Directions for this task. Copy the Emily Dickinson commentary between "Now it might" and "in lightning storms.", inclusive, switching "lightning storms" to "thunderstorms".

Document text.

As Lightning on a Landscape
Exhibits Sheets of Place —
Not yet suspected — but for Flash —
And Click — and Suddenness.

Now it might just be my own doubts about death, religion, or immortality, but I find poems like this more moving than the assurance suggested by “I never saw a Moor” Any intimations of immortality I have ever had have been as brief, as sudden, perhaps even as dangerous, as shapes briefly exposed in lightning storms.

At times Dickinson even seems to argue that “want,” and there’s every sign that she had more than enough of that in her life, not “satisfaction,” is man’s real link to immortality:

Satisfaction — is the Agent
Of Satiety —
Want — a quiet Commissary
For Infinity.

To possess, is past the instant
We achieve the Joy —
Immortality contented
Were Anomaly.

Like Emily, I can’t get no satisfaction, and it’s a darn good thing because that forces me to look for real meaning in my life, not to settle for possess-ions, but to long for some more meaningful contact with the universe.

On my worst days, Leslie tells me I even resemble:

The Sky is low — the Clouds are mean.
A Travelling Flake of Snow
Across a Barn or through a Rut
Debates if it will go —

A Narrow Wind complains all Day
How some one treated him
Nature, like Us is sometimes caught
Without her Diadem.

Hey, if you go back a few days, you can probably hear the howling in these pages.

Right now, though, it appears to be Spring here in Tacoma and, thus, I find myself resonating mostly to this poem:

When they come back — if Blossoms do —
I always feel a doubt
If Blossoms can be born again
When once the Art is out —

When they begin, if Robins may,
I always had a fear
I did not tell, it was their last Experiment
Last Year,

When it is May, if May return,
Had nobody a pang
Lest in a Face so beautiful
He might not look again?

(Recorded data)
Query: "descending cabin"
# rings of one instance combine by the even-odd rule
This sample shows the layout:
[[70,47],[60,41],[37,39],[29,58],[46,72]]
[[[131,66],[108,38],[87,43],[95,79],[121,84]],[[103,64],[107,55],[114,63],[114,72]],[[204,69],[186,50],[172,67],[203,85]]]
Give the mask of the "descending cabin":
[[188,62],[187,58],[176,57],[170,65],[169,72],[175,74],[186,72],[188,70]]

Reply to the task.
Now it might just be my own doubts about death, religion, or immortality, but I find poems like this more moving than the assurance suggested by “I never saw a Moor” Any intimations of immortality I have ever had have been as brief, as sudden, perhaps even as dangerous, as shapes briefly exposed in thunderstorms.